§ Text excerpt:
Our Journal, and all the words that describe us

The cover photo is from Gender Journal’s 7th volume, published in 1992.

Image Description: Three feminine faces overlap one another. The face at the top left looks to the left, the face in the middle is turned halfway to the viewer, and the face at the bottom right looks directly out from the page.


“Why is it important not to forget the principles that the Journal has attempted to portray over the years? Perhaps it is because the emphasis on rationality, elevated above all else in traditional legal education, trains students away from compassion. And it is compassion – for those less fortunate or less free – that shapes a lawyer’s reasoning into an act of justice and mercy.” - Reflections on the Birth of the Journal: A Founders’ Roundtable Discussion, 20 Berkeley J. Gender L. & Just. 12 (2005).

Let me begin by introduction; I am a law student and member of the Editorial Board for the Berkeley Journal of Gender, Law and Justice. I am transgender, nonbinary, disabled, and white; these identities have led much of my commitment to Gender Journal, as our membership colloquially calls the publication. Gender Journal drew me in with an ideal of being what much of law school is not: a caring and compassionate community, cognizant of our position in the legal ecosystem, of our power to choose the articles that become printed history.

As ecosystems do, the law has shifted and swayed since our founding in 1984, and so the Journal has too. I turned to our history - leafing through pages of decades of publications, talking with founders and former members – hoping to inform the Journal, now, of all we have been and could become. I revealed a past that embraced poetry, that called out the devaluation of non-patriarchal scholarship, and that centered marginalized subjects, authors, and members all along the way. Here, I share my findings and investigate the evolution of our Journal alongside the legal field.

§ Direction A:
Rewrite the rows from the line containing "For every instance of the slug's body, record" through the end of the rows, inclusive, including the requests. Shift each coordinate in the answers by adding 142 to both numbers.

§ Excerpted data:
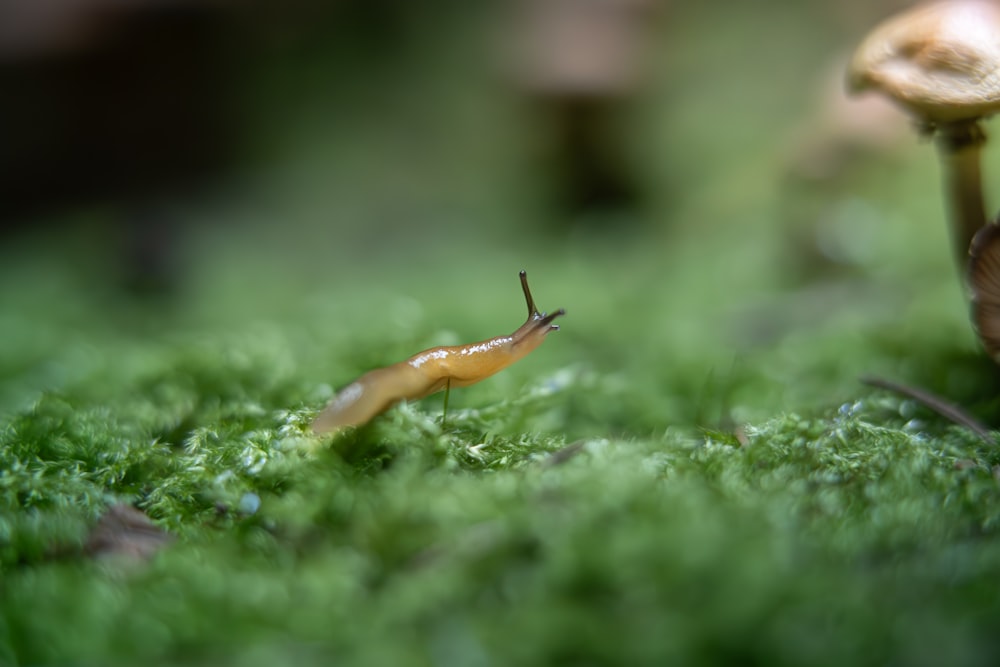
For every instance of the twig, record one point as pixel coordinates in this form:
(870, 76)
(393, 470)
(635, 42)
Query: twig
(935, 403)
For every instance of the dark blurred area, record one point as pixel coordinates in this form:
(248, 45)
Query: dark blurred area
(133, 107)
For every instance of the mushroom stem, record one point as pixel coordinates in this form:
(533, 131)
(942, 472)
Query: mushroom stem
(960, 144)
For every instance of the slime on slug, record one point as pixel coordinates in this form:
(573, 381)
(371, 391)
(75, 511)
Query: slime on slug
(435, 369)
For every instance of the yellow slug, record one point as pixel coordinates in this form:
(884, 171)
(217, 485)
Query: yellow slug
(433, 370)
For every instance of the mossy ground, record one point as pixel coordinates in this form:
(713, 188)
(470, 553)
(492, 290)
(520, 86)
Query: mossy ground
(689, 471)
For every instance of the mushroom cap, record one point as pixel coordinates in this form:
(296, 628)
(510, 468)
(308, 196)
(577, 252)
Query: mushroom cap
(940, 61)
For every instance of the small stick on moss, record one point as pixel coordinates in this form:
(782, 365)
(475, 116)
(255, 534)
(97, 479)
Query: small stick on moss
(560, 456)
(935, 403)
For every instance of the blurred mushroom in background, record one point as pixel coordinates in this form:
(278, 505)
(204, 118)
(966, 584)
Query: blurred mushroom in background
(581, 65)
(941, 63)
(116, 105)
(828, 226)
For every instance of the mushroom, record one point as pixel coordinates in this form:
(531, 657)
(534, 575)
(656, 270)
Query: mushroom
(941, 62)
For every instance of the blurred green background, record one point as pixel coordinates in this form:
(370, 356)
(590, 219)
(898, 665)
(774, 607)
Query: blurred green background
(341, 185)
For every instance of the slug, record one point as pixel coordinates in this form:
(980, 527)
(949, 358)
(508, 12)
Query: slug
(435, 369)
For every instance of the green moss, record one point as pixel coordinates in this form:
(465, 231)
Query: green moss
(689, 471)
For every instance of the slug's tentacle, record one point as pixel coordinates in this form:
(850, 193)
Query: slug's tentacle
(435, 369)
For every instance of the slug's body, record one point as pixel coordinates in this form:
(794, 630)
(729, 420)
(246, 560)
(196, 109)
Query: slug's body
(435, 369)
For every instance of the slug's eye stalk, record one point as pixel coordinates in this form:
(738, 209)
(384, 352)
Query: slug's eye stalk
(532, 310)
(535, 318)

§ Direction B:
According to the essay on the Journal's history, in what year was the Journal founded?

§ Problem solution A:
For every instance of the slug's body, record one point as pixel coordinates in this form:
(794, 630)
(729, 420)
(246, 560)
(196, 109)
Query: slug's body
(577, 511)
For every instance of the slug's eye stalk, record one point as pixel coordinates in this form:
(738, 209)
(384, 352)
Query: slug's eye stalk
(674, 452)
(677, 460)

§ Problem solution B:
1984